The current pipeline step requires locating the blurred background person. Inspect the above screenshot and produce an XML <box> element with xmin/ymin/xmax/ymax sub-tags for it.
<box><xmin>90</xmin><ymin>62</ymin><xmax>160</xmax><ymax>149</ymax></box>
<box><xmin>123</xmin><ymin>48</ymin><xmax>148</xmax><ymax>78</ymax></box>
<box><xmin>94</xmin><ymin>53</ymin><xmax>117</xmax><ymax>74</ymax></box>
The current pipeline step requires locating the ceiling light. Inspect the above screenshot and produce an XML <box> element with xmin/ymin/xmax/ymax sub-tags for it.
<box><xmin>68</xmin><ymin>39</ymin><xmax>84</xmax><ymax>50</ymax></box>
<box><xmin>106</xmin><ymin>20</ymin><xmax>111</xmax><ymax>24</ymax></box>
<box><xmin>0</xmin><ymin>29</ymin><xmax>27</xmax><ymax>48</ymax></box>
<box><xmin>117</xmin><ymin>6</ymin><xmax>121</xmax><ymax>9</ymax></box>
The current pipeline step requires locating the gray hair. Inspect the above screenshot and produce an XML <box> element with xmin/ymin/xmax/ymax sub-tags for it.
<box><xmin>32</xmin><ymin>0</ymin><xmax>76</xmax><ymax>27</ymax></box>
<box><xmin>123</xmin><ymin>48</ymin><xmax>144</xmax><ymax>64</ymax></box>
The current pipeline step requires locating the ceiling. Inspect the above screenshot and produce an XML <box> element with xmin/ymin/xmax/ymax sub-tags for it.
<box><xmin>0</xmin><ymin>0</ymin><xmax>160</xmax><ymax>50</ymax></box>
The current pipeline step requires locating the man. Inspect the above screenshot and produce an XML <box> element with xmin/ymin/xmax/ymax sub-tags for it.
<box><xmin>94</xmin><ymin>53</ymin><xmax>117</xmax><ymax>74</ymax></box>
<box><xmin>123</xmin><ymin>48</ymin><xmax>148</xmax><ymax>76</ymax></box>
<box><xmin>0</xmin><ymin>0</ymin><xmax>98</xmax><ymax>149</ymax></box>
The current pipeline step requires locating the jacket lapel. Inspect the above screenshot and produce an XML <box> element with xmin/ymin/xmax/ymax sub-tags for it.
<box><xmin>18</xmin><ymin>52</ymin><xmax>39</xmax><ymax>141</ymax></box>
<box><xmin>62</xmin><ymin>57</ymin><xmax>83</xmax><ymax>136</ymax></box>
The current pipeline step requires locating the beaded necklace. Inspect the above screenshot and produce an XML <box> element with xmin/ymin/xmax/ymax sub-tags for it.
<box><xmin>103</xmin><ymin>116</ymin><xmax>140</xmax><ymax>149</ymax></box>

-.-.-

Extract all of the entries above and reproduce every line verbatim, keeping the original order.

The current pipeline step requires locating the blurred background person. Inspect the above screenshot and produce an XML <box> element with xmin/ymin/xmax/ymax sub-tags for it.
<box><xmin>90</xmin><ymin>62</ymin><xmax>160</xmax><ymax>149</ymax></box>
<box><xmin>123</xmin><ymin>48</ymin><xmax>148</xmax><ymax>78</ymax></box>
<box><xmin>94</xmin><ymin>53</ymin><xmax>117</xmax><ymax>74</ymax></box>
The current pipeline step requires locating the ceiling light. Inspect the above screenshot and produce an XML <box> element with xmin/ymin/xmax/ymax sub-tags for it.
<box><xmin>68</xmin><ymin>39</ymin><xmax>84</xmax><ymax>50</ymax></box>
<box><xmin>106</xmin><ymin>20</ymin><xmax>111</xmax><ymax>24</ymax></box>
<box><xmin>0</xmin><ymin>29</ymin><xmax>27</xmax><ymax>48</ymax></box>
<box><xmin>117</xmin><ymin>6</ymin><xmax>121</xmax><ymax>9</ymax></box>
The current pipeline step requires locating the gray hair. Inspect the above screenshot and produce an XML <box> element with xmin/ymin/xmax/ymax sub-tags for it.
<box><xmin>32</xmin><ymin>0</ymin><xmax>76</xmax><ymax>27</ymax></box>
<box><xmin>123</xmin><ymin>48</ymin><xmax>144</xmax><ymax>64</ymax></box>
The current pipeline step requires locating the ceiling. Inspect the above screenshot and produce an XML <box> element with xmin/ymin/xmax/ymax sub-tags for it.
<box><xmin>0</xmin><ymin>0</ymin><xmax>160</xmax><ymax>50</ymax></box>
The current pipeline step requires locating the man. Inspect the above screenshot and produce an XML <box> element with xmin/ymin/xmax/ymax sub-tags for it.
<box><xmin>94</xmin><ymin>53</ymin><xmax>117</xmax><ymax>74</ymax></box>
<box><xmin>123</xmin><ymin>48</ymin><xmax>148</xmax><ymax>76</ymax></box>
<box><xmin>0</xmin><ymin>0</ymin><xmax>98</xmax><ymax>149</ymax></box>
The current pipeline step requires locating the jacket lapel. Inspect the above screenshot and produce an XML <box> element with xmin/ymin/xmax/ymax sub-tags for it.
<box><xmin>18</xmin><ymin>52</ymin><xmax>39</xmax><ymax>141</ymax></box>
<box><xmin>62</xmin><ymin>57</ymin><xmax>83</xmax><ymax>136</ymax></box>
The current pipeline step requires locating the beaded necklace. Inspect the above screenshot and produce an XML <box> element with xmin/ymin/xmax/ymax sub-tags for it.
<box><xmin>103</xmin><ymin>116</ymin><xmax>140</xmax><ymax>149</ymax></box>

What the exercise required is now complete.